-- START OF Provided material --
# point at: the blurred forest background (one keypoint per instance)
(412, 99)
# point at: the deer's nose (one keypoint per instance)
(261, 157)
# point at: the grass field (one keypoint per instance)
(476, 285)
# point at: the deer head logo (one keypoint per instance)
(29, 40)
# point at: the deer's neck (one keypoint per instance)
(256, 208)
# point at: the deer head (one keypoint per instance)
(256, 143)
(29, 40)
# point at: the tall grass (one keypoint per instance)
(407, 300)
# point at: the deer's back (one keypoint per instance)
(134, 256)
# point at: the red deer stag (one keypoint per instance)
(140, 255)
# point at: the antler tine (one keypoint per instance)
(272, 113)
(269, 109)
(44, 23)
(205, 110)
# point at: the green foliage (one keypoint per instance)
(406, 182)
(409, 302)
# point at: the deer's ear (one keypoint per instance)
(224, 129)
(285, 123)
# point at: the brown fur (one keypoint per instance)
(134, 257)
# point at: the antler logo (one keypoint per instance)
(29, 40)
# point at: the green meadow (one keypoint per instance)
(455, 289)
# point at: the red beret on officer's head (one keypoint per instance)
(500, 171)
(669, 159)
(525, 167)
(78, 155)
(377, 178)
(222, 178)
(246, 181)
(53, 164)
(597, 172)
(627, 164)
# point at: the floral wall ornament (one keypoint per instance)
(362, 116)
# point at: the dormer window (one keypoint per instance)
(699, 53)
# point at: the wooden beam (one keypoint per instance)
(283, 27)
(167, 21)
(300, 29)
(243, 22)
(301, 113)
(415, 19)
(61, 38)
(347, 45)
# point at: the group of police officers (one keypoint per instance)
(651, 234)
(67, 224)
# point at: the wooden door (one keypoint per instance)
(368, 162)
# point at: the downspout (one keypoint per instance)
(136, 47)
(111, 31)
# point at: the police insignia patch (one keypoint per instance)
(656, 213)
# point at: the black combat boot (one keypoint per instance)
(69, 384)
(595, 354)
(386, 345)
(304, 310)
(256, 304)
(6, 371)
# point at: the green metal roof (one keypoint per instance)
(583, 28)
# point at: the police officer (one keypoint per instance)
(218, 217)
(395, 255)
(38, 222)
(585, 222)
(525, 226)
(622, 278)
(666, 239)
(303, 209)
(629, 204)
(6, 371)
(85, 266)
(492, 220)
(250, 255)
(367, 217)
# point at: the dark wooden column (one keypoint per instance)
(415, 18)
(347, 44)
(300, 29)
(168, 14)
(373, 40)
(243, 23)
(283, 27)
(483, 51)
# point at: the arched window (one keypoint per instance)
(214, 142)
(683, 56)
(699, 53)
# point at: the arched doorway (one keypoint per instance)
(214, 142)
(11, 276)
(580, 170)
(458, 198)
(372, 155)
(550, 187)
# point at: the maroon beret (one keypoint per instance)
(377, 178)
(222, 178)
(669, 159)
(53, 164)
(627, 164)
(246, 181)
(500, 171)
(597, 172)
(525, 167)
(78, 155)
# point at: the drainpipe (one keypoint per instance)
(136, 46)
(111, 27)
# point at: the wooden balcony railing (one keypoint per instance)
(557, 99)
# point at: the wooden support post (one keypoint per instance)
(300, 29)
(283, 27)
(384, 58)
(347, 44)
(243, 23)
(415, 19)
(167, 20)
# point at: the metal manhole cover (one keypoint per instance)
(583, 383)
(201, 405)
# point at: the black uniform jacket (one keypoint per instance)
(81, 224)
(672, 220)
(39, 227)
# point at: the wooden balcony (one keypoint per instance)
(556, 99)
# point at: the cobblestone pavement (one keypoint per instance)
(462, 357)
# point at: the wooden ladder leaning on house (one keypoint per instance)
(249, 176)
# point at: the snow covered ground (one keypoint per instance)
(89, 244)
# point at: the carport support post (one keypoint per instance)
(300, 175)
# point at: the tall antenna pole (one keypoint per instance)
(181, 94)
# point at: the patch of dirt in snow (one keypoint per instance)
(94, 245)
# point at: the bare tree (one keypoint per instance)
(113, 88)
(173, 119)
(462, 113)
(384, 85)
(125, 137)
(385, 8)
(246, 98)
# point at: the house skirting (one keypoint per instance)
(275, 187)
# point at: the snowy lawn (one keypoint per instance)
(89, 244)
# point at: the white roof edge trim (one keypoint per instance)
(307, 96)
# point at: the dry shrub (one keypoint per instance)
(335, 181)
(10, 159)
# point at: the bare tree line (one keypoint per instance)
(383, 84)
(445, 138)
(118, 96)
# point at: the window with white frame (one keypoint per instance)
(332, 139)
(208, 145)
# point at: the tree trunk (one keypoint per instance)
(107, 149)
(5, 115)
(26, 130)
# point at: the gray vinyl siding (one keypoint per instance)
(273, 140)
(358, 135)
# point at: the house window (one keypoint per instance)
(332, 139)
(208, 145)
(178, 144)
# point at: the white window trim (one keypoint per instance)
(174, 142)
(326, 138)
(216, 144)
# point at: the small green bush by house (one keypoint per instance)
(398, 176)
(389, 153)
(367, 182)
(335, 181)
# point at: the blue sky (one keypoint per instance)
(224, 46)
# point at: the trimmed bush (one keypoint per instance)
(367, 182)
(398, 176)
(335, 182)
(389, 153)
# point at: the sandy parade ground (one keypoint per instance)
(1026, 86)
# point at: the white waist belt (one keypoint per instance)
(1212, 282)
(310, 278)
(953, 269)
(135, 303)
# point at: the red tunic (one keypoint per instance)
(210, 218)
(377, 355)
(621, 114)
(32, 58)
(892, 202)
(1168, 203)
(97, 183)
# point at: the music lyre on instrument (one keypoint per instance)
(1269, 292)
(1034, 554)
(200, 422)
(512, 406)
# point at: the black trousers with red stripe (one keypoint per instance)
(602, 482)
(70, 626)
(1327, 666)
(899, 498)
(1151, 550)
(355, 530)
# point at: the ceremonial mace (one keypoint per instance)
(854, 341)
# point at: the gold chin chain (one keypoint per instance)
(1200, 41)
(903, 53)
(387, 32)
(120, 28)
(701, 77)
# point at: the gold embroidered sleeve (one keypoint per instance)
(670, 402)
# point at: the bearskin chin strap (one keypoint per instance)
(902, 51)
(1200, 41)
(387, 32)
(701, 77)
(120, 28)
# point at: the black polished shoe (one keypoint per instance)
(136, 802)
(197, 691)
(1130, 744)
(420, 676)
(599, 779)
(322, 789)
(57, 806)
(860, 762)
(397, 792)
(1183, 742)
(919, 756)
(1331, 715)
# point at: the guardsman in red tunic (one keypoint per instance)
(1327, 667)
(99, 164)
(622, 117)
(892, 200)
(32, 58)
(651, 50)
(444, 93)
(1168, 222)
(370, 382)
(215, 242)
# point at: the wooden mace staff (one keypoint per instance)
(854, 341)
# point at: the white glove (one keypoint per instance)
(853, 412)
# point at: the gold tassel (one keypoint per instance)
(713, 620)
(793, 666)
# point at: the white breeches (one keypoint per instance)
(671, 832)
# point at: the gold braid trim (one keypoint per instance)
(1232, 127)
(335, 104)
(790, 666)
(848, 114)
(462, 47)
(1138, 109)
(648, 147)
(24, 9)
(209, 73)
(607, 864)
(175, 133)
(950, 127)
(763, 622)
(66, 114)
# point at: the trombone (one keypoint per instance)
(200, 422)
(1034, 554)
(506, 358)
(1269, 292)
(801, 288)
-- END OF Provided material --
Print all of the data exactly as it was given.

# point at: the blurred forest background (one keypoint per instance)
(412, 99)
# point at: the deer's nose (one keypoint per instance)
(261, 157)
# point at: the grass field (one keypoint per instance)
(476, 285)
# point at: the deer head logo (one keypoint per instance)
(29, 40)
# point at: the deer's neck (one keypoint per instance)
(256, 208)
# point at: the deer head (one keypoint per instance)
(256, 143)
(29, 40)
# point at: the tall grass (one keypoint per instance)
(407, 300)
# point at: the deer's back (one keypoint per instance)
(134, 256)
# point at: the red deer stag (one keypoint per instance)
(140, 255)
# point at: the antler tine (one keypoint per instance)
(272, 113)
(269, 109)
(44, 23)
(205, 110)
# point at: the green foliage (one keypoint per instance)
(406, 182)
(409, 302)
# point at: the deer's ear (one keypoint per instance)
(224, 129)
(285, 123)
# point at: the brown fur (one keypoint per instance)
(134, 257)
# point at: the antler logo (one keypoint per instance)
(29, 40)
# point at: the green meadow (one keypoint per instance)
(455, 289)
# point at: the red beret on officer's head (one keypoint per instance)
(500, 171)
(669, 159)
(525, 167)
(78, 155)
(377, 178)
(222, 178)
(246, 181)
(53, 164)
(597, 172)
(627, 164)
# point at: the floral wall ornament (one keypoint per instance)
(362, 116)
# point at: the dormer window (one keypoint per instance)
(699, 53)
# point at: the wooden beam (one keypoint per instance)
(283, 27)
(167, 21)
(300, 29)
(243, 22)
(301, 113)
(415, 19)
(61, 38)
(347, 45)
# point at: the group of police officers (one keypoint per instance)
(651, 234)
(67, 224)
# point at: the wooden door (one keypoint per instance)
(368, 162)
# point at: the downspout (one keypoint per instance)
(136, 47)
(111, 31)
# point at: the police insignia patch (one keypoint per instance)
(656, 213)
# point at: the black combat boot (one keypoint per instance)
(69, 384)
(595, 354)
(386, 345)
(304, 310)
(256, 304)
(6, 371)
# point at: the green metal roof (one keypoint per instance)
(583, 28)
# point at: the police officer (one keypoint per instance)
(218, 217)
(395, 255)
(38, 222)
(585, 222)
(525, 226)
(622, 278)
(666, 239)
(303, 209)
(629, 204)
(6, 371)
(85, 266)
(492, 220)
(250, 255)
(367, 217)
# point at: the dark wooden column (one keypoint per instance)
(415, 18)
(347, 44)
(300, 29)
(168, 14)
(373, 40)
(243, 23)
(283, 27)
(483, 51)
# point at: the arched window (one keypoint per instance)
(214, 142)
(683, 56)
(699, 53)
# point at: the arched doorway (one keypoint per instance)
(214, 142)
(11, 276)
(580, 170)
(458, 198)
(372, 155)
(550, 187)
# point at: the maroon beret (one keypoint per instance)
(377, 178)
(222, 178)
(669, 159)
(53, 164)
(627, 164)
(246, 181)
(500, 171)
(597, 172)
(525, 167)
(78, 155)
# point at: the drainpipe (one keypoint per instance)
(136, 46)
(111, 27)
# point at: the wooden balcony railing (one keypoint per instance)
(557, 99)
# point at: the wooden support post (one keypoint per instance)
(300, 29)
(283, 27)
(384, 58)
(347, 44)
(243, 23)
(415, 19)
(167, 20)
# point at: the metal manhole cover (one keypoint per instance)
(583, 383)
(201, 405)
# point at: the black uniform jacket (one keypoint per instance)
(81, 224)
(672, 220)
(39, 227)
# point at: the wooden balcony (one keypoint per instance)
(556, 99)
# point at: the cobblestone pavement (one keypoint per instance)
(462, 357)
# point at: the wooden ladder leaning on house (one keypoint per instance)
(249, 176)
# point at: the snow covered ground (one keypoint per instance)
(89, 244)
# point at: the carport support post (one keypoint per instance)
(300, 175)
# point at: the tall antenna pole (one keypoint per instance)
(181, 94)
# point at: the patch of dirt in snow (one keypoint per instance)
(94, 245)
# point at: the bare tree (one keypoint per instance)
(113, 88)
(173, 119)
(462, 113)
(384, 85)
(125, 137)
(385, 8)
(246, 98)
# point at: the house skirting (one keypoint per instance)
(275, 187)
# point at: the snowy lawn (one keypoint per instance)
(89, 244)
# point at: the white roof edge trim (one keypoint per instance)
(307, 96)
# point at: the dry shrub (one keypoint per instance)
(335, 181)
(10, 159)
# point at: the bare tree line (one keypoint per instance)
(383, 84)
(445, 138)
(118, 96)
# point at: the window with white frame (one keypoint per instance)
(332, 139)
(208, 145)
# point at: the tree trunk (one keypoint per instance)
(107, 149)
(5, 115)
(26, 130)
# point at: the gray vinyl siding (one keypoint per instance)
(273, 140)
(358, 135)
# point at: the house window (one keypoint per instance)
(332, 139)
(208, 145)
(178, 144)
# point at: the white window trim (one keypoint per instance)
(174, 142)
(326, 138)
(216, 144)
# point at: the small green bush by house (one keypoint per instance)
(398, 176)
(389, 153)
(367, 182)
(335, 181)
# point at: the blue sky (one keypoint per instance)
(224, 46)
# point at: the trimmed bush (one keypoint per instance)
(367, 182)
(398, 176)
(335, 182)
(389, 153)
# point at: the sandy parade ground (one keypoint per instance)
(1026, 86)
# point at: the white waist belt (one keypoint per instance)
(1212, 282)
(310, 278)
(953, 269)
(135, 303)
# point at: the red tunic (one keypoint per instance)
(210, 218)
(377, 355)
(621, 114)
(32, 58)
(892, 202)
(1168, 203)
(97, 183)
# point at: the music lyre on instrument (one keypoint per instance)
(1269, 292)
(1034, 554)
(200, 422)
(512, 406)
# point at: the black trousers with red stripe (one keypoint per instance)
(602, 482)
(70, 626)
(1327, 666)
(899, 498)
(1151, 550)
(355, 530)
# point at: the ceremonial mace (one keypoint per instance)
(854, 341)
# point at: the gold chin chain (one keypoint per instance)
(1200, 41)
(903, 53)
(387, 32)
(120, 28)
(701, 77)
# point at: the gold embroidered sleeve (one keypoint per instance)
(670, 402)
# point at: the bearskin chin strap (one keypoint per instance)
(902, 51)
(1200, 41)
(387, 32)
(701, 77)
(120, 28)
# point at: the black polished shoe (one keypoint per instance)
(136, 802)
(197, 691)
(1130, 744)
(420, 676)
(599, 779)
(322, 789)
(57, 806)
(860, 762)
(397, 792)
(1183, 742)
(919, 756)
(1331, 715)
# point at: the guardsman in red tunic (one keypoint per instance)
(1327, 667)
(99, 164)
(622, 117)
(892, 200)
(32, 58)
(651, 50)
(444, 93)
(1168, 222)
(370, 382)
(215, 242)
# point at: the wooden mace staff (one keypoint per instance)
(854, 341)
# point at: the white glove (one keypoint per instance)
(853, 412)
# point at: the gold tassel (one keypoint per instance)
(713, 620)
(793, 666)
# point at: the white breeches (one keypoint per instance)
(671, 832)
# point at: the gold braid trim (one keypoint per instance)
(1232, 127)
(335, 104)
(790, 666)
(848, 114)
(462, 47)
(1138, 109)
(648, 147)
(24, 9)
(209, 73)
(607, 864)
(175, 133)
(950, 127)
(763, 622)
(66, 114)
# point at: the trombone (one keypoint per instance)
(200, 422)
(1034, 554)
(506, 358)
(1269, 292)
(801, 288)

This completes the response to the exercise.